RECORDS FOR THIS EXERCISE below:

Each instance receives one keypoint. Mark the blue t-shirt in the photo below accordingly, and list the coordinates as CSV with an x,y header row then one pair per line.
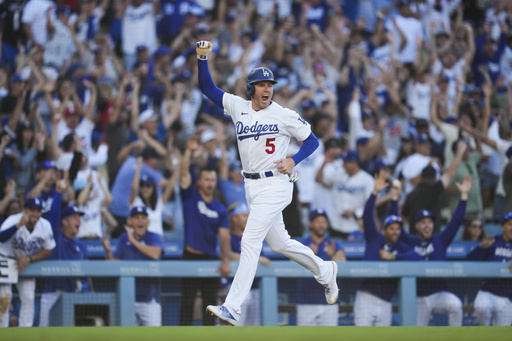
x,y
232,192
381,287
309,291
121,188
202,221
499,251
52,205
65,249
435,249
146,288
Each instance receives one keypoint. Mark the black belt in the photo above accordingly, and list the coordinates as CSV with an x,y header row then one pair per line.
x,y
256,176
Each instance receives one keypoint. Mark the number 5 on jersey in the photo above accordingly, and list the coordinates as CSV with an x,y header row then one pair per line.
x,y
270,146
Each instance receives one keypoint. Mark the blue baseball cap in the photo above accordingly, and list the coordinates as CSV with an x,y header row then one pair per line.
x,y
144,178
366,113
362,141
33,202
392,219
421,138
240,208
508,153
16,78
351,156
70,210
44,165
161,51
422,214
506,218
138,210
317,212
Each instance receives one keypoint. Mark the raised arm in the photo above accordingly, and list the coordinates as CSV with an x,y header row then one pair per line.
x,y
450,172
185,176
135,181
204,78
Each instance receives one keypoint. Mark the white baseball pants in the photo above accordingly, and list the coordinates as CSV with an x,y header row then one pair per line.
x,y
442,302
250,310
317,315
27,290
370,310
266,199
48,300
493,310
149,314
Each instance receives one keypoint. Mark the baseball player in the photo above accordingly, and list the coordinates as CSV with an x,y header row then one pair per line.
x,y
311,307
141,245
67,247
493,302
433,296
263,131
372,305
26,237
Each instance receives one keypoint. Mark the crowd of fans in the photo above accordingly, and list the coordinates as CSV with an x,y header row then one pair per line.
x,y
99,102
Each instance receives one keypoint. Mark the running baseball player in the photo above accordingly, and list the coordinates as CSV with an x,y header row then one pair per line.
x,y
68,247
372,305
433,294
263,131
493,302
26,237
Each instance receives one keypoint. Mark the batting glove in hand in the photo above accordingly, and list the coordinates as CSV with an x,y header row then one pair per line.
x,y
202,49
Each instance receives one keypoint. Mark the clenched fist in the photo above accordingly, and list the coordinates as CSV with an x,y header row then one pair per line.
x,y
202,49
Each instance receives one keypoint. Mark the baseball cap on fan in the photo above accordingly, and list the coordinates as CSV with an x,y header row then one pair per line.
x,y
147,115
317,212
206,136
33,202
70,210
422,214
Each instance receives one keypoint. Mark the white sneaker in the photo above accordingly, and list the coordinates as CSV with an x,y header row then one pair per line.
x,y
331,289
222,313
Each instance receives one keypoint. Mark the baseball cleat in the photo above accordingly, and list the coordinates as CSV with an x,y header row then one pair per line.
x,y
223,314
331,288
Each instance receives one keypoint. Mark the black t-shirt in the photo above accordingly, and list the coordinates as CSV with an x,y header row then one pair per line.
x,y
12,27
424,197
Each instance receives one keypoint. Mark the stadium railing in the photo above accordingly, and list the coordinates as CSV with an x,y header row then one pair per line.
x,y
126,271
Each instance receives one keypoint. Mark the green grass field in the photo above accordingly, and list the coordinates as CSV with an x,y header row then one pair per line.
x,y
258,333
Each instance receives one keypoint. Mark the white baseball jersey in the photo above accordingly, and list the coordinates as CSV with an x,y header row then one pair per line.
x,y
263,136
24,243
139,28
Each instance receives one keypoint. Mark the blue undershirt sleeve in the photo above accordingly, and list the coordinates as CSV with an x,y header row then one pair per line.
x,y
206,83
308,147
8,233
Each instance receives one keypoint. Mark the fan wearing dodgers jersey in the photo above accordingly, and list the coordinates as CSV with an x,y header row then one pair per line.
x,y
433,294
372,305
312,310
493,302
263,131
141,245
68,247
26,237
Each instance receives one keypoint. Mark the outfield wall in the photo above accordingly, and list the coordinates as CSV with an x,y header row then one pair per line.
x,y
122,298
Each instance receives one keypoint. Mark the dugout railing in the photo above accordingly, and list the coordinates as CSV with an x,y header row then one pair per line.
x,y
125,273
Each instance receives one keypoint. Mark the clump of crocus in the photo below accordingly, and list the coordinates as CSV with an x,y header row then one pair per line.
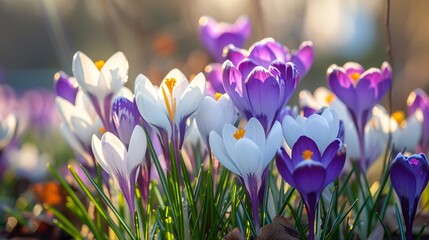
x,y
217,35
409,177
259,91
310,170
360,91
122,162
167,109
419,101
247,152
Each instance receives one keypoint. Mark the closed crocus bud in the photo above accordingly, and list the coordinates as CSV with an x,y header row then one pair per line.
x,y
310,170
409,177
213,114
217,35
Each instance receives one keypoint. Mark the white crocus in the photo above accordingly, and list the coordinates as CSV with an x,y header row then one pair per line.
x,y
8,127
246,152
101,81
80,122
120,163
168,107
213,114
322,128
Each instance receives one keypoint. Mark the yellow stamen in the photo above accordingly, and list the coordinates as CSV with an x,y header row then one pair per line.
x,y
99,64
399,116
330,98
239,133
170,83
307,154
168,105
355,77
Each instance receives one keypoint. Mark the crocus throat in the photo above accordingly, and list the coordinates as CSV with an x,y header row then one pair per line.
x,y
399,117
217,96
239,133
170,104
307,154
355,77
99,64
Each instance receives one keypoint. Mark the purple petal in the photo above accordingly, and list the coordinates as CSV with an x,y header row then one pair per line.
x,y
303,144
284,166
303,58
234,54
246,66
263,90
309,177
123,118
266,51
213,73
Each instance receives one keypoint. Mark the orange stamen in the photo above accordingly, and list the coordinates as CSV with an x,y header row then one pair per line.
x,y
99,64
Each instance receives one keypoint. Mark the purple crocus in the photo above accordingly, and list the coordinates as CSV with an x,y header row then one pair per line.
x,y
66,86
310,171
217,35
409,177
418,100
124,118
264,52
360,91
260,91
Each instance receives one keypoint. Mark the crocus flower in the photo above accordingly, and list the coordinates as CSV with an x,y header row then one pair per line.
x,y
264,52
409,177
259,91
247,153
124,118
310,170
322,128
101,81
66,86
80,122
168,108
217,35
419,101
213,114
122,163
360,91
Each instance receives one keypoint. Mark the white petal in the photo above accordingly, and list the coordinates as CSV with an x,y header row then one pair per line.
x,y
98,153
191,98
75,144
85,71
114,153
153,113
137,148
220,152
255,132
144,85
115,72
228,132
274,141
247,157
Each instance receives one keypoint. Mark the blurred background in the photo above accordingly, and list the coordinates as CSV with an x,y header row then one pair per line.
x,y
39,38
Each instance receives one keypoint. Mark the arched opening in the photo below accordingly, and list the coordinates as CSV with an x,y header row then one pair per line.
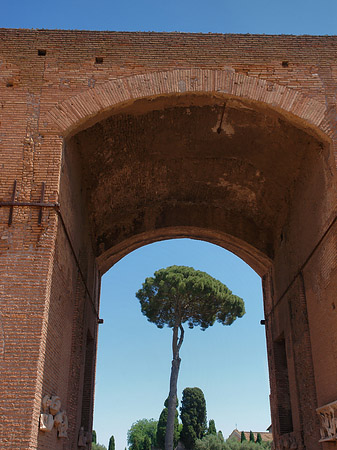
x,y
229,364
231,171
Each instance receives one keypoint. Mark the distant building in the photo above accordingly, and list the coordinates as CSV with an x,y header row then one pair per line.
x,y
266,436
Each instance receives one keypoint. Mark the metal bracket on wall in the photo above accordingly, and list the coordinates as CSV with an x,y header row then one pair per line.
x,y
41,204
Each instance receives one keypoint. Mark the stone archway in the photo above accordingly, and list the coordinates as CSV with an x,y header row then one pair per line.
x,y
249,165
210,165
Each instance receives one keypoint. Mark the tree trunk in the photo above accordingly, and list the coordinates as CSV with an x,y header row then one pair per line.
x,y
172,400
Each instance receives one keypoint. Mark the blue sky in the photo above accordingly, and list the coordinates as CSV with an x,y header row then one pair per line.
x,y
220,16
227,363
134,356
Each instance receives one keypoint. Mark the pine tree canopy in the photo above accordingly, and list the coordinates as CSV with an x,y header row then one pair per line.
x,y
180,294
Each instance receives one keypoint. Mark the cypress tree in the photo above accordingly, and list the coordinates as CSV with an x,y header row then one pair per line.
x,y
161,428
94,437
211,427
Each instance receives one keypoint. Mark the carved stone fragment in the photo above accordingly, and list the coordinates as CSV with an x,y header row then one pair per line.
x,y
83,438
328,417
46,422
61,423
55,405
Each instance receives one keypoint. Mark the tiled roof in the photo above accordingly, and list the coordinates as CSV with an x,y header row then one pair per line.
x,y
266,437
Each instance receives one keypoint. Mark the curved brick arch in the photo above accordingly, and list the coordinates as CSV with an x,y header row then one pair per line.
x,y
257,260
74,112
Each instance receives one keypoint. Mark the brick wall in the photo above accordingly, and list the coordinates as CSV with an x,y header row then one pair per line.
x,y
57,87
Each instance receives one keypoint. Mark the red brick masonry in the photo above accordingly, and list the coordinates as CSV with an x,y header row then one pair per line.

End of RECORDS FOR THIS EXERCISE.

== YOUR OBJECTIVE ==
Beginning with the line that contains "Each instance receives one keypoint. Mark the brick", each line of the records above through the last one must be printed word for word.

== SOLUTION FOR THIS TASK ==
Each instance receives one keypoint. Mark the brick wall in the photo above accordingly, and list the coordinates as CSV with an x,y header row then one pair per line.
x,y
57,87
Each instance receives one keypoint. Mark the red brick masonry in the photo above accordingly, and list the coordinates as CSV with an x,y header row then one pair per line.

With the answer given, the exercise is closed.